(Lines of data)
==*==
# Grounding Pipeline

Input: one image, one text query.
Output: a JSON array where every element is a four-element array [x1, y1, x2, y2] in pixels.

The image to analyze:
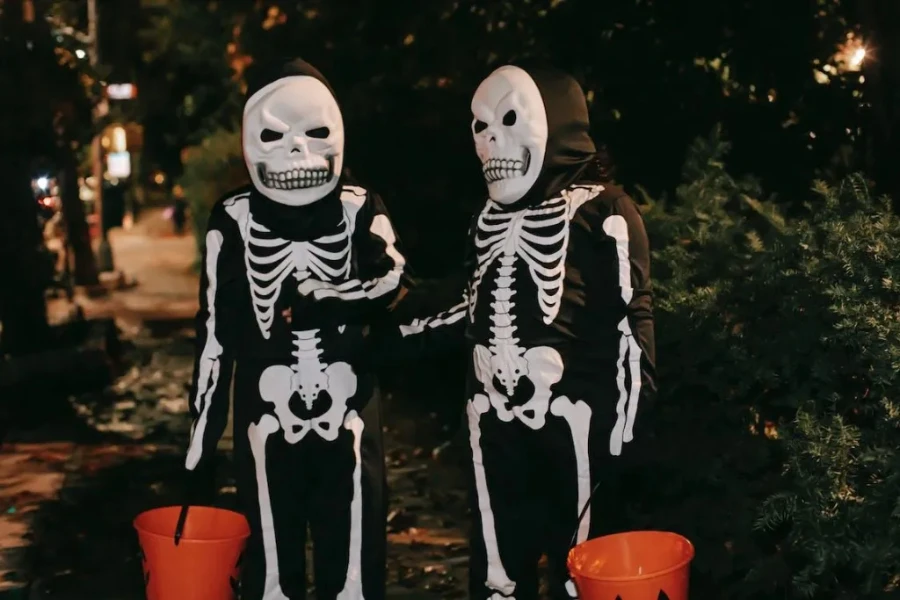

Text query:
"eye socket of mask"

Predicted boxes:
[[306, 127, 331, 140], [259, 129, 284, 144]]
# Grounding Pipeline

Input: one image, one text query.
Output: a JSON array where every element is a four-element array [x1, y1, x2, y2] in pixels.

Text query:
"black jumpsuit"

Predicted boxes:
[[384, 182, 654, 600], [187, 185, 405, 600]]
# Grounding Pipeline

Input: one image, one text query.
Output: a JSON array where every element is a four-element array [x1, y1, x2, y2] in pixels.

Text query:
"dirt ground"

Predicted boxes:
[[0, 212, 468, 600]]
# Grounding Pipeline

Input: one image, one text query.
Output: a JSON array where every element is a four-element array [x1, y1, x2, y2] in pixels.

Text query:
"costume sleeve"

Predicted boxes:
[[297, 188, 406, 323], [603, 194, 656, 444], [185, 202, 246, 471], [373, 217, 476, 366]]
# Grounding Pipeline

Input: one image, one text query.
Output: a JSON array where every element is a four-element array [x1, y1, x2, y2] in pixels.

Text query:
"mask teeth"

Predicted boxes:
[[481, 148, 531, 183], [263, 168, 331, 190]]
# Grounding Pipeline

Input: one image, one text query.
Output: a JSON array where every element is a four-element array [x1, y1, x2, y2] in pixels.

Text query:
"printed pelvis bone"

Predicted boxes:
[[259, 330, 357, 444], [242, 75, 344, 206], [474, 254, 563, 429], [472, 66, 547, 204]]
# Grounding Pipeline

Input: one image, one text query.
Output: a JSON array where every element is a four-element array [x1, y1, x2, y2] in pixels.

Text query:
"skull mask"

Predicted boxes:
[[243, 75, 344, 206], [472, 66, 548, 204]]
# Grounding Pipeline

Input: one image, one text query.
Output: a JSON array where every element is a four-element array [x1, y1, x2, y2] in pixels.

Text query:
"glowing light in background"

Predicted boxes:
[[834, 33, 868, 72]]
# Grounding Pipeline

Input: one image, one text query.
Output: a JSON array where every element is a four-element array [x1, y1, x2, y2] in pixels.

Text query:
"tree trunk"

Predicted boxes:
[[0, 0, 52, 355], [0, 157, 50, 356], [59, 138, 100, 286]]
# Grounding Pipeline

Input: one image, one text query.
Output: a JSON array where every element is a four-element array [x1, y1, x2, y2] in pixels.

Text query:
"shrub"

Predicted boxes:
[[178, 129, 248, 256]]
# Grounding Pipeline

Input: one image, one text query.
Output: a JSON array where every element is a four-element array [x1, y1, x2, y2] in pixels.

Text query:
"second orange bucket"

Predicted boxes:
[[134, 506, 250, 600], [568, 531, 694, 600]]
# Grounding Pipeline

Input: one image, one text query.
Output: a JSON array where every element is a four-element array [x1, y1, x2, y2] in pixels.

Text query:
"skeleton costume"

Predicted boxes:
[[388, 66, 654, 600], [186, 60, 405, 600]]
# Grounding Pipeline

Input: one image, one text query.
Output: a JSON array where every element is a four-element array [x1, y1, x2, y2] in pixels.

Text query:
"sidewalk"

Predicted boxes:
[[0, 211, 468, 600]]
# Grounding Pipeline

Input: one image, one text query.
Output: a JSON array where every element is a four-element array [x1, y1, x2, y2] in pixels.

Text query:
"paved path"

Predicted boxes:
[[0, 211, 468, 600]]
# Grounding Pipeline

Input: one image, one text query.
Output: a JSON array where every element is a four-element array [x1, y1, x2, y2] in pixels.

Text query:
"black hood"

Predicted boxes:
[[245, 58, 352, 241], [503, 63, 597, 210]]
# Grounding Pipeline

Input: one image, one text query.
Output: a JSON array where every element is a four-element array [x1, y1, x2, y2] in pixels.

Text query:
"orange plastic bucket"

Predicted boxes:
==*==
▶ [Given task]: Say how many of the lines above contain the word "mask". Case counts. Give only the number.

▶ [Result of this task]: 3